• DIRECTIONS FOR THIS TASK:
Continue the review of The Shizzle Jerk Marinade after its last line, the note on taste.

• PAGE EXTRACT:

The Shizzle Jerk Marinade is produced by the folks at Big & Fine Food Co. out of Raleigh, NC. Their goal with The Shizzle is to offer a unique marinade that pays homage to traditional Jamaican jerk flavors while offering up one-of-a-kind taste profiles in as natural a manner as possible. The product touts itself as being free of high fructose corn syrup, MSG, artificial preservatives, and artificial colorings.
Ingredients: pineapple mash, soy sauce, traditional jerk spices, extra virgin olive oil, garlic, cane sugar, sea salt, habanero peppers, xanthan gum.
Appearance: muddy brown in color; very thick and chunky
Aroma: hints of sweet are picked up on top of soy sauce, peppers, cloves, and maybe a touch of cinnamon
A Taste: the jerk spices are the star here, with the soy flavoring in the background; not much sweetness here; fairly spicy (if you have a low tolerance for heat, this will push your limits)

• RECORDS PROVIDED:
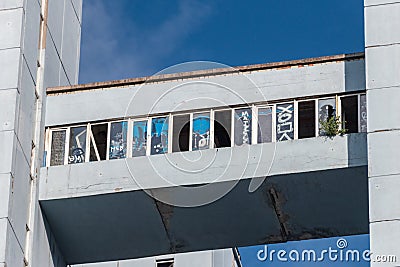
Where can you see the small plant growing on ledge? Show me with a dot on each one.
(331, 127)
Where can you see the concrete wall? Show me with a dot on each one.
(215, 165)
(206, 92)
(19, 77)
(382, 23)
(213, 258)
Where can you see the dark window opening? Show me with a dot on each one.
(350, 113)
(181, 133)
(98, 142)
(165, 263)
(306, 119)
(77, 145)
(326, 111)
(264, 125)
(222, 128)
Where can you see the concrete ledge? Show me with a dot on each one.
(208, 166)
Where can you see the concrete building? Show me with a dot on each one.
(39, 47)
(186, 165)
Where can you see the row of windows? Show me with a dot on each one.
(213, 128)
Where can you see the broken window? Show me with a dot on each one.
(118, 139)
(349, 114)
(284, 122)
(264, 125)
(326, 110)
(139, 142)
(181, 133)
(77, 145)
(201, 131)
(222, 128)
(165, 263)
(306, 119)
(243, 126)
(159, 135)
(363, 113)
(57, 153)
(98, 142)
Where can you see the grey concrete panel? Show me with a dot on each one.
(383, 28)
(20, 194)
(26, 111)
(206, 92)
(383, 153)
(10, 251)
(383, 194)
(8, 4)
(149, 230)
(197, 259)
(3, 238)
(384, 241)
(78, 8)
(52, 65)
(383, 106)
(55, 22)
(9, 76)
(71, 43)
(312, 205)
(7, 144)
(145, 262)
(227, 164)
(31, 36)
(8, 111)
(10, 28)
(5, 188)
(354, 75)
(383, 66)
(379, 2)
(63, 77)
(45, 252)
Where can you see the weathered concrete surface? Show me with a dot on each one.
(320, 194)
(286, 207)
(207, 91)
(213, 165)
(382, 20)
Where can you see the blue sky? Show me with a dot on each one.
(126, 39)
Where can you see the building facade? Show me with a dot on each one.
(195, 161)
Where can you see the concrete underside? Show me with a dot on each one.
(132, 224)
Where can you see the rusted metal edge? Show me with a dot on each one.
(203, 73)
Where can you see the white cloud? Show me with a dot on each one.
(114, 48)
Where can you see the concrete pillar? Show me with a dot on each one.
(382, 48)
(24, 240)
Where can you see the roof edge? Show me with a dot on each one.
(202, 73)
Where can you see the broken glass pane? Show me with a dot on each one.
(264, 125)
(201, 131)
(57, 147)
(284, 122)
(243, 126)
(118, 138)
(139, 143)
(326, 110)
(77, 145)
(159, 135)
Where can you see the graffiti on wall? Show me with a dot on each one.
(284, 122)
(243, 126)
(118, 134)
(139, 142)
(159, 135)
(201, 131)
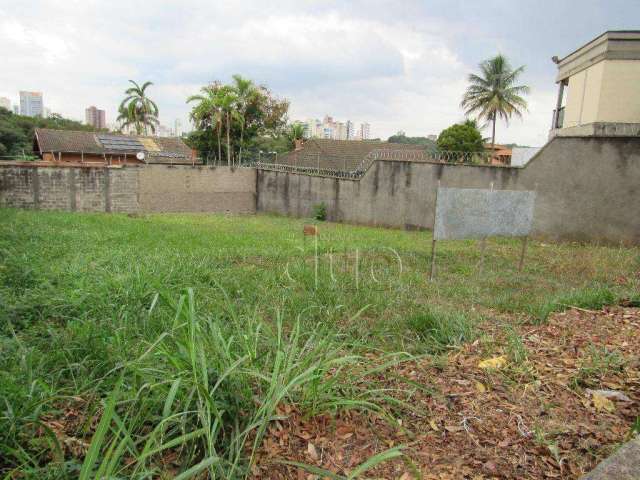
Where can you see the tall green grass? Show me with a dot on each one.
(94, 316)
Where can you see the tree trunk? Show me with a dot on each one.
(228, 141)
(493, 133)
(219, 141)
(241, 136)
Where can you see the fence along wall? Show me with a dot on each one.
(151, 188)
(587, 189)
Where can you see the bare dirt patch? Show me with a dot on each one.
(562, 397)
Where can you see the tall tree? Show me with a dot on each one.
(138, 109)
(207, 113)
(248, 115)
(494, 93)
(296, 132)
(228, 99)
(246, 93)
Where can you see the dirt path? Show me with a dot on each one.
(540, 414)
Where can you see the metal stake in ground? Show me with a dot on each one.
(433, 241)
(433, 259)
(483, 247)
(524, 249)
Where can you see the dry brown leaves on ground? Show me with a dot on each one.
(549, 401)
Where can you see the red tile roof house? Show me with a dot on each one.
(94, 148)
(345, 155)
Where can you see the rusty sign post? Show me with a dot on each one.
(472, 213)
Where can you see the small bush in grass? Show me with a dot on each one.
(588, 298)
(320, 211)
(441, 328)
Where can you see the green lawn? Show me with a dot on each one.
(183, 333)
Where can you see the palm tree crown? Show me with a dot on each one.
(494, 92)
(138, 110)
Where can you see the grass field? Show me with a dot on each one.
(181, 336)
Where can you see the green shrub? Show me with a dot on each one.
(441, 329)
(587, 298)
(320, 211)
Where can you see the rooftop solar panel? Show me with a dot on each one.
(110, 142)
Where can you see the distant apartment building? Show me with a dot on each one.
(365, 131)
(331, 129)
(95, 117)
(31, 104)
(351, 130)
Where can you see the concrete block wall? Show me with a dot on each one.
(166, 188)
(131, 189)
(588, 189)
(73, 188)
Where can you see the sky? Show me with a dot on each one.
(398, 65)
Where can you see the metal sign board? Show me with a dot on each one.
(468, 213)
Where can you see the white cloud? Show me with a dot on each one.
(394, 71)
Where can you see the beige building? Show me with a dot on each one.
(600, 82)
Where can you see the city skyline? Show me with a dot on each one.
(329, 128)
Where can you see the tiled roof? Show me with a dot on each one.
(337, 154)
(157, 149)
(67, 141)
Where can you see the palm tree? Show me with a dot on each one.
(227, 99)
(245, 92)
(207, 113)
(494, 92)
(296, 132)
(138, 110)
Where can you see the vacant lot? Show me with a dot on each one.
(200, 345)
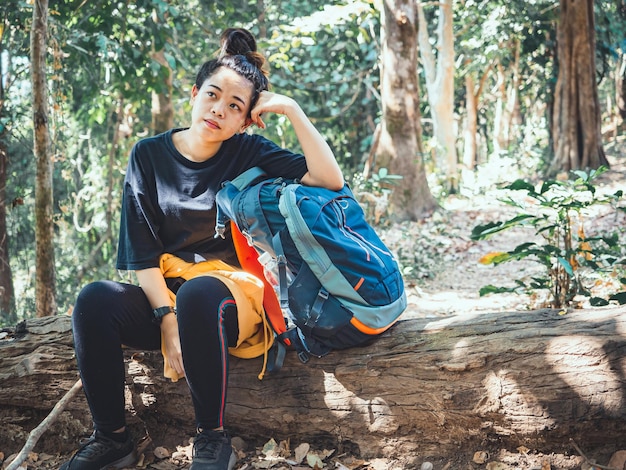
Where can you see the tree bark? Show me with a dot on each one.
(45, 278)
(429, 387)
(6, 277)
(576, 122)
(398, 146)
(162, 108)
(439, 73)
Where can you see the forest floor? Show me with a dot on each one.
(445, 278)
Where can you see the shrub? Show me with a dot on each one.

• ANSWER TO THIS EXERCISE:
Normally I’d try this out on two or three different types of meat before reviewing. And I still have intentions of doing so. But I was so happy with the results that I had to go ahead and write about it. Two pork chops (between 1 and 1 1/2” in thickness) were tenderized thoroughly using a jaccard style meat tenderizer. They went into a zip top plastic bag along with about one-half of the marinade. After about three hours sitting in the marinade, they went directly on the grill where they were cooked to an internal temperature of approximately 145 degrees.
Juicy… tender… tasty… definitely one of the better pork chops I’ve cooked recently! I can tell that this would work great on poultry as well – I’m thinking jerk wings. This product is a must-have for you marinade lovers!